* **Goal**:
From the line containing "the tree branch, each" through the last line of the entries below, repeat each line word for word and leave out the rest.
▼
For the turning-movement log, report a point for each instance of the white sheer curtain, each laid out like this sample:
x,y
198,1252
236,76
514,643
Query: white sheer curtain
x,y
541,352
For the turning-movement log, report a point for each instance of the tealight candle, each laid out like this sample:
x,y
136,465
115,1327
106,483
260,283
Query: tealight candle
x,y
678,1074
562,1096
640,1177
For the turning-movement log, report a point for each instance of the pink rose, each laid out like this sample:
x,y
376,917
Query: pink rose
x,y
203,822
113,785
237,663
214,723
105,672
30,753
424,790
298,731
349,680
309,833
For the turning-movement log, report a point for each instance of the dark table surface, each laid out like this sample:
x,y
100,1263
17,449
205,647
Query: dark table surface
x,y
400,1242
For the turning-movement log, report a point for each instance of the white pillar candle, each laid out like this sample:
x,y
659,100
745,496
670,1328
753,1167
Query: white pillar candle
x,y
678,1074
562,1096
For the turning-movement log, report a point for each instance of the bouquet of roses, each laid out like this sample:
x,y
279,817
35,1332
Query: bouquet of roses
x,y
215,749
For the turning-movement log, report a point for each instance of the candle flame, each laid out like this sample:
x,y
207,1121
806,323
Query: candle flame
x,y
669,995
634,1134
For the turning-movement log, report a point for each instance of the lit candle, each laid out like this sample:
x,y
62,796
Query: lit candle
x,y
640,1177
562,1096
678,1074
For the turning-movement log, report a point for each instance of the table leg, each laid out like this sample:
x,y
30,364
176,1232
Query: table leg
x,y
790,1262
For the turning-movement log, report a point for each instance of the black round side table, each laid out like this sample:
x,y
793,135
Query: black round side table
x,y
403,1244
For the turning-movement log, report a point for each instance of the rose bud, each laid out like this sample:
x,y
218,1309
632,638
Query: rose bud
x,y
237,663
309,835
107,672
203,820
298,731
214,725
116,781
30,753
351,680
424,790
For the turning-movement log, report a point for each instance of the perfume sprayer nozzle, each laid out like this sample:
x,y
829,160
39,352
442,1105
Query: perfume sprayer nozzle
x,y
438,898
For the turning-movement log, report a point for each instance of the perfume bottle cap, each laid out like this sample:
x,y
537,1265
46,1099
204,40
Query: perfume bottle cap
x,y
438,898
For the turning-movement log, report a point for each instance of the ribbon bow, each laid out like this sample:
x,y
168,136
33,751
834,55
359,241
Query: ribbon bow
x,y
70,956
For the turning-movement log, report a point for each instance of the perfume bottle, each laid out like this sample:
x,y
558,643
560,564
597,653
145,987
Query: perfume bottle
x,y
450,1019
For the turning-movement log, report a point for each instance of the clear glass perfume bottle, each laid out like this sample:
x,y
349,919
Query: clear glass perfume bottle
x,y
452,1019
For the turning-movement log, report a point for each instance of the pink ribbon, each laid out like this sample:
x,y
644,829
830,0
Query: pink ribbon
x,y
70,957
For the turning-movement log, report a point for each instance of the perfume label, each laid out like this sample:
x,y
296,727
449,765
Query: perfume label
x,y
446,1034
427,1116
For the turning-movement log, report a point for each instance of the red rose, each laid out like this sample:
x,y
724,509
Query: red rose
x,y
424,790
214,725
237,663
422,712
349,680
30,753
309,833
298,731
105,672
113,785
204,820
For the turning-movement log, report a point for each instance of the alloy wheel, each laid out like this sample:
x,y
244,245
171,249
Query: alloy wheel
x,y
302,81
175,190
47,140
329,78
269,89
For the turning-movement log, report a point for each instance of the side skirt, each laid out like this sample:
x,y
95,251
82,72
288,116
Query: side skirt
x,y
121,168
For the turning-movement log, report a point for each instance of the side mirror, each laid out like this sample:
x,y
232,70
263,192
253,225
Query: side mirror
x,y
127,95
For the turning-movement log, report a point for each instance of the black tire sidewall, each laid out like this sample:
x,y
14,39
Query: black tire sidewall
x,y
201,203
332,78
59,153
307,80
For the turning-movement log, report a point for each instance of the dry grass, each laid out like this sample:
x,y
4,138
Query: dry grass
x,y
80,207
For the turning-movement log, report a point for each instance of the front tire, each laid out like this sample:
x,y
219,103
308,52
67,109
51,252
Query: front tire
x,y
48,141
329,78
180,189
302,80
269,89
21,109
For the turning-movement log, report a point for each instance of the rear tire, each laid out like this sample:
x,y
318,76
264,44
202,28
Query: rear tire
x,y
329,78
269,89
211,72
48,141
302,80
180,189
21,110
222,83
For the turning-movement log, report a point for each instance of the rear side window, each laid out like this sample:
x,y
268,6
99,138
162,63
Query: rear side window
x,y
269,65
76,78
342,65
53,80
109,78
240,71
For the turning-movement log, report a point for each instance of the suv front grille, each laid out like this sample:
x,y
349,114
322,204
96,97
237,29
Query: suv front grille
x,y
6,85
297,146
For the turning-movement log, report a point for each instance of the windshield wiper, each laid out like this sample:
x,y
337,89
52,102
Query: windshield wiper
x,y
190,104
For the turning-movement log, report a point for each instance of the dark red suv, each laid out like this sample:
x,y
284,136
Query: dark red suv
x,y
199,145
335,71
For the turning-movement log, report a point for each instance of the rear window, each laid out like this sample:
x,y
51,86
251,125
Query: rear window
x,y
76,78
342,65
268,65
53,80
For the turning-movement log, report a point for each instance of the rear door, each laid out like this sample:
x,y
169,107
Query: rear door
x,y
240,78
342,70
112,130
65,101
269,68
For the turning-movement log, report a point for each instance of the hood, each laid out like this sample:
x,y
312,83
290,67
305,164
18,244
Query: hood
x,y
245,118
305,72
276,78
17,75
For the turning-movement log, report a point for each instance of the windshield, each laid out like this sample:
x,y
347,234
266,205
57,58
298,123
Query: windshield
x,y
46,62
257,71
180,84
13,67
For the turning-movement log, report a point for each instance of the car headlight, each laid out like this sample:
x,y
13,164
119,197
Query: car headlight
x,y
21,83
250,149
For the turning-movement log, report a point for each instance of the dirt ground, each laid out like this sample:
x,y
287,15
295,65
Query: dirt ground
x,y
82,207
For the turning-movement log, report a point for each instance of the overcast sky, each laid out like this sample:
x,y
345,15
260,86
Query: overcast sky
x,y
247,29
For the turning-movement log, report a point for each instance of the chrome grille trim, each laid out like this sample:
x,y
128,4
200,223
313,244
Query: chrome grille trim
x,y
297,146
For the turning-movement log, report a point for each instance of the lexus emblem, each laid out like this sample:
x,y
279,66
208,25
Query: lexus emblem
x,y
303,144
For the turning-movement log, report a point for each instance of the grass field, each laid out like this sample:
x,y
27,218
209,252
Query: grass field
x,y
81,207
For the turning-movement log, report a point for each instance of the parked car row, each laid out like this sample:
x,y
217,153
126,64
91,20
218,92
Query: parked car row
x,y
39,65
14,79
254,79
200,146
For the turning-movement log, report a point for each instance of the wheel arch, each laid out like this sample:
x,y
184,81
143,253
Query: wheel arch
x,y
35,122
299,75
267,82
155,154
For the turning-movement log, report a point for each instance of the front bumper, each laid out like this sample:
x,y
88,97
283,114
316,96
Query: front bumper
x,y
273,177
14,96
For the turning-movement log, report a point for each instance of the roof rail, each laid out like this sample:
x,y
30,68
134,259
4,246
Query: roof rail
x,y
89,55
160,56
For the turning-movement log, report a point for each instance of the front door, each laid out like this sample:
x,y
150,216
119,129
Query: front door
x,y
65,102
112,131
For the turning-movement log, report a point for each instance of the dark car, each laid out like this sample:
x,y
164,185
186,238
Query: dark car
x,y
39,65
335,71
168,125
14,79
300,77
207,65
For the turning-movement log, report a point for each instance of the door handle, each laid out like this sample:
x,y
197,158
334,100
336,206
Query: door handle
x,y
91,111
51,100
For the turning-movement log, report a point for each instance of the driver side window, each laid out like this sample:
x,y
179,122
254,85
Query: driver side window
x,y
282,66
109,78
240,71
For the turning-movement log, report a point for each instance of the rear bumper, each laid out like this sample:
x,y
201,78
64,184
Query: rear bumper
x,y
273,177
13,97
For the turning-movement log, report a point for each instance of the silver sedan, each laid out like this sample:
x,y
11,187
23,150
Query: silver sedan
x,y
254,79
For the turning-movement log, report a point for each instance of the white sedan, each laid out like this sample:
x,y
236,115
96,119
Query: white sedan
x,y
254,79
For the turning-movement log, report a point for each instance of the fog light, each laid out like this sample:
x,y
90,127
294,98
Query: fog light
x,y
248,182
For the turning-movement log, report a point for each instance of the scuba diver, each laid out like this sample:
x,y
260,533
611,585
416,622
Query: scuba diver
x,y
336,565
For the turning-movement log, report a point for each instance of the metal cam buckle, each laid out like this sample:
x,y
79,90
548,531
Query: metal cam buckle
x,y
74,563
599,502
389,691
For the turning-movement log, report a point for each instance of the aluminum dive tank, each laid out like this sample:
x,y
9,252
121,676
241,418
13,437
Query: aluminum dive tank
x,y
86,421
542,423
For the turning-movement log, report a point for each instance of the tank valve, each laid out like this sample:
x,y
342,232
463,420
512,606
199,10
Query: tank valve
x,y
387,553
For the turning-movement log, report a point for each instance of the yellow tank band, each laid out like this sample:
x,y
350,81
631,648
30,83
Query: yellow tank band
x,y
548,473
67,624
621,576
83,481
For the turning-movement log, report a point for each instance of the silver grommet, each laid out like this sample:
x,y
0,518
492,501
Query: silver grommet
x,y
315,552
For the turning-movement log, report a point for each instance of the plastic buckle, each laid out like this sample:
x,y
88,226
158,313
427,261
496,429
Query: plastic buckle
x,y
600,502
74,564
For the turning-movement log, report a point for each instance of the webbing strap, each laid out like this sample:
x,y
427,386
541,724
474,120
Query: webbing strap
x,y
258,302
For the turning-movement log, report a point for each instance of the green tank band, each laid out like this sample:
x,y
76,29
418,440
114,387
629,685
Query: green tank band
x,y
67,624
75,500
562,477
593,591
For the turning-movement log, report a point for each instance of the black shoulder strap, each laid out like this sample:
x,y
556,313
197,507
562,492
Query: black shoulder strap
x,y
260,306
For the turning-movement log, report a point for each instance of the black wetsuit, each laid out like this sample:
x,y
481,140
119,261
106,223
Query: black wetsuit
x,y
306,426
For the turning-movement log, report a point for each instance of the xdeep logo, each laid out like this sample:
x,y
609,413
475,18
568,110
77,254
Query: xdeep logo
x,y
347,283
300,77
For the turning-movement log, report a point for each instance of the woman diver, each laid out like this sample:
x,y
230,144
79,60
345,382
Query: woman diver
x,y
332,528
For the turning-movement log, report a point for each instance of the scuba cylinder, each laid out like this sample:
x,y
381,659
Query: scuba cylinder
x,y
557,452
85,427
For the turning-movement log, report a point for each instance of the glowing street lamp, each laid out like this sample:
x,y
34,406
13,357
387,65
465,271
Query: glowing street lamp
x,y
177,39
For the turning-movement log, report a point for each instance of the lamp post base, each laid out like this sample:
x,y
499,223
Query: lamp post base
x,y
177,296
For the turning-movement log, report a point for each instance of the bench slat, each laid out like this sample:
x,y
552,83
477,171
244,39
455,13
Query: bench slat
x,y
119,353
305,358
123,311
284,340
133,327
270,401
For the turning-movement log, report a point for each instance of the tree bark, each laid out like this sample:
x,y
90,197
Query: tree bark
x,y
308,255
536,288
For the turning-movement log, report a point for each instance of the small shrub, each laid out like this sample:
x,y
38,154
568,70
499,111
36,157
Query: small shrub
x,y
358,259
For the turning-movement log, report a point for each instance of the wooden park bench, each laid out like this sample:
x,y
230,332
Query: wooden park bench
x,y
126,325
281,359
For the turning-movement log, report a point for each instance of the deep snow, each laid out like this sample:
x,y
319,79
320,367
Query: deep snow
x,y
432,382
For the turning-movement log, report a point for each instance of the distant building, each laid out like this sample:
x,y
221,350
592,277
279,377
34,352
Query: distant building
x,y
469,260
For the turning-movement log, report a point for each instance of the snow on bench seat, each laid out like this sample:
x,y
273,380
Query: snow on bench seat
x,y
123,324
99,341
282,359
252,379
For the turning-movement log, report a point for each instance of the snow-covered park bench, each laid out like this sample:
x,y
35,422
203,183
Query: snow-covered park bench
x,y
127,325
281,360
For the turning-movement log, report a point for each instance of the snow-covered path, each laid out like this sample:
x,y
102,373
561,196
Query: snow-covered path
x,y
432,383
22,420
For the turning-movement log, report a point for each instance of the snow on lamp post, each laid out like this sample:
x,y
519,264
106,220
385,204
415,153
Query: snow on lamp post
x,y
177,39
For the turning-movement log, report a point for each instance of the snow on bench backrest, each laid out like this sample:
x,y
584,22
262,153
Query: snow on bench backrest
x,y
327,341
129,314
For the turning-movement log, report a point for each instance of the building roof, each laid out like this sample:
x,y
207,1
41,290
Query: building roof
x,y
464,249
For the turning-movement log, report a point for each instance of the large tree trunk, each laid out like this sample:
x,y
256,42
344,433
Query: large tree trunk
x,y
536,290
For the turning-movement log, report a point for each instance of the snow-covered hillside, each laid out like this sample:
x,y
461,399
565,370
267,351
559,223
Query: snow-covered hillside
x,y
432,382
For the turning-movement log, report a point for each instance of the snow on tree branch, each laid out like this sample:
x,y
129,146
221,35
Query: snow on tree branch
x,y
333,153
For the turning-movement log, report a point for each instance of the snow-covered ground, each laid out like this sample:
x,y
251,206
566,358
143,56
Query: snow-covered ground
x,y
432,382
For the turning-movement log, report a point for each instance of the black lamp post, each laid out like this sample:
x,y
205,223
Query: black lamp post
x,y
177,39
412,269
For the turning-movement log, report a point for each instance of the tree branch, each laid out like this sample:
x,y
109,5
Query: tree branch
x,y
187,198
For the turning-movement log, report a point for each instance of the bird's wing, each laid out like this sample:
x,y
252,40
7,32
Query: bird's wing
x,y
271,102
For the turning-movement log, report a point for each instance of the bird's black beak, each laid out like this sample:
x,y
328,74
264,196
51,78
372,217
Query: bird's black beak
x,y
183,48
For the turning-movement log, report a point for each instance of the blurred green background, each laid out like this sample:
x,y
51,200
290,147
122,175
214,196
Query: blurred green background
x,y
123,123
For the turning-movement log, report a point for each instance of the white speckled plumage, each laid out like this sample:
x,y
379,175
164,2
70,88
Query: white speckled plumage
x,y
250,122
▲
* **Result for this task**:
For the turning-movement log, report a point for each instance of the tree branch, each laid out like this sample:
x,y
109,5
Query: tree branch
x,y
187,198
For the turning-movement log, report a point for each instance of the bird's wing, each laid out like this sample:
x,y
252,40
7,32
Query: bird's wing
x,y
271,102
For the turning-movement log, report a point for each instance of the bird's black beak, each laid out like this sample:
x,y
328,74
264,196
51,78
372,217
Query: bird's black beak
x,y
183,48
For the turning-movement log, report a point for each instance of the blurred green background, each laid out like this sample:
x,y
51,200
290,147
122,175
214,196
Query: blurred green background
x,y
123,123
For the turning-movement log, report a point for each instance of the white speckled plumage, each laid out like this sample:
x,y
379,175
164,2
70,88
Query: white speckled plumage
x,y
250,122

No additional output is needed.